> [Study material]
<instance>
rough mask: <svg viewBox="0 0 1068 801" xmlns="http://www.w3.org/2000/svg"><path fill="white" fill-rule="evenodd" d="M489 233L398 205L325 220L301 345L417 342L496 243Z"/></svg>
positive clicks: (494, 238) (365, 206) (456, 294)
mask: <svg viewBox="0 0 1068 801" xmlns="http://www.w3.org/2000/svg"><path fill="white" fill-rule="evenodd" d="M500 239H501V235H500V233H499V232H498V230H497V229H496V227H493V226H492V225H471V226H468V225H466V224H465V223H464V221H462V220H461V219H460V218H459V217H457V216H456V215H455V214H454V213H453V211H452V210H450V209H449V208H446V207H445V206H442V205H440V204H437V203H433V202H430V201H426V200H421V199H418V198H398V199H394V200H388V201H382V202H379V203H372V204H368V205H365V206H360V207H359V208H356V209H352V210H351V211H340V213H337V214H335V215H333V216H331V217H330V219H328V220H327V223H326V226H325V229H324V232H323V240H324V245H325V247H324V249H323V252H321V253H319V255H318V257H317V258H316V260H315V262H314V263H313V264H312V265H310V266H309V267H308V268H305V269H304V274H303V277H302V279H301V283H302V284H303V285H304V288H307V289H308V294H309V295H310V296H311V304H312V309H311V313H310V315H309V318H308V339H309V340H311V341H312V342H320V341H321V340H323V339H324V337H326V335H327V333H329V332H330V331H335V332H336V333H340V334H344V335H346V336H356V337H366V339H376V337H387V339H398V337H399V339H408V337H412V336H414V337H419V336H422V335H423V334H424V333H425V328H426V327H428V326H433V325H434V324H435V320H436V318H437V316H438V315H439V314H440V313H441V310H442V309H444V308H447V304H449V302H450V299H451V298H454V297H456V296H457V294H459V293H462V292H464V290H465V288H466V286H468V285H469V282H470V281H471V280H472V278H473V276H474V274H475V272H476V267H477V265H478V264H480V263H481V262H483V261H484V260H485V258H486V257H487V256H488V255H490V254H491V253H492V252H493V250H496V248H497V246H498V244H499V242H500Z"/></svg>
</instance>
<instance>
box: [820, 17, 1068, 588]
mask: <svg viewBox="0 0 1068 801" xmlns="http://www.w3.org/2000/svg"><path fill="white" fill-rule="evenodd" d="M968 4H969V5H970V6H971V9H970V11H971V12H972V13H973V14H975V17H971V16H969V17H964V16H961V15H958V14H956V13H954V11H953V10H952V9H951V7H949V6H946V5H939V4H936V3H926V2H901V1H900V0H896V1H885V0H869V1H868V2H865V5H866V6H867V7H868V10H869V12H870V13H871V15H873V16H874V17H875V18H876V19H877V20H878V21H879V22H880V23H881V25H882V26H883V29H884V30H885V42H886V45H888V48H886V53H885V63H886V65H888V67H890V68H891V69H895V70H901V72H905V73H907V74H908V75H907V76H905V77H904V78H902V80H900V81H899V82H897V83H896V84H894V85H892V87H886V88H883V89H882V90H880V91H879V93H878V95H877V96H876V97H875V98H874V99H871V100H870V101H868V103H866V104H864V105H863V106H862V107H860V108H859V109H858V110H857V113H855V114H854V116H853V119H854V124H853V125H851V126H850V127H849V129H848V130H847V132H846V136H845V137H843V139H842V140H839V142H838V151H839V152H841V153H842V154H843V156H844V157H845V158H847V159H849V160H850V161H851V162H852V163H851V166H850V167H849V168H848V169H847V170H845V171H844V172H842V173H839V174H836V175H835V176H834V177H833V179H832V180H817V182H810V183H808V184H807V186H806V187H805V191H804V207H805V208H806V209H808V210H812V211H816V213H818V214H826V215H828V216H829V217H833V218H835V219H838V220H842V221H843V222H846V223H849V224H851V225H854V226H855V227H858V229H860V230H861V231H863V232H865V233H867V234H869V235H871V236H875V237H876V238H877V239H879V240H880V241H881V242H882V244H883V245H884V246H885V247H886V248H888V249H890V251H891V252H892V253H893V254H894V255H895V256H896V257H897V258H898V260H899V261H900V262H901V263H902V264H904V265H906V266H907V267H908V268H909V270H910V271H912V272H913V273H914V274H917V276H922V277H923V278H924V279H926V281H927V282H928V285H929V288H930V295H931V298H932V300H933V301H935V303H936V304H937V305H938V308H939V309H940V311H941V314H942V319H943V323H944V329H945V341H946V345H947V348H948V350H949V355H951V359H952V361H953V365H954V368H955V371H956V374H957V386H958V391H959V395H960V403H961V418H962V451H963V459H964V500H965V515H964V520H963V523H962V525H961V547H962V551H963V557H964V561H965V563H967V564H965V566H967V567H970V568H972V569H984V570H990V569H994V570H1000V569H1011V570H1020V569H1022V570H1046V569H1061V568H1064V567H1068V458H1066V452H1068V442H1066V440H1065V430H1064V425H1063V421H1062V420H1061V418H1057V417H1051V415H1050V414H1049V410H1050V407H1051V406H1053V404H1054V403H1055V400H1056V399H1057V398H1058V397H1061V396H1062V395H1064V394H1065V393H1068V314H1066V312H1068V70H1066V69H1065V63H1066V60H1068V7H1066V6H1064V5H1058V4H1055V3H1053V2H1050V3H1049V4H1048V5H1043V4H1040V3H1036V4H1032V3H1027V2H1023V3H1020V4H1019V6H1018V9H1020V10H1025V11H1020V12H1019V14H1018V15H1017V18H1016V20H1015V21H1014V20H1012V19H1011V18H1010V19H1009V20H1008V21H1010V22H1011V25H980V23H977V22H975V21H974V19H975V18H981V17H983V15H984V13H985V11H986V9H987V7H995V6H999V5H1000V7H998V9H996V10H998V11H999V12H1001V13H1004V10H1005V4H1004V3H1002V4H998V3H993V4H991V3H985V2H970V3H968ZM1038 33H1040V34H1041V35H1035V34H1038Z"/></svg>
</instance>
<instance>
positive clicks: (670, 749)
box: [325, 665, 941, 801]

> [What the task requires] Read through the entries, then copy every line where the string "clicks" is found.

> [Output for this exercise]
positive clicks: (494, 238) (365, 206) (456, 294)
positive clicks: (670, 749)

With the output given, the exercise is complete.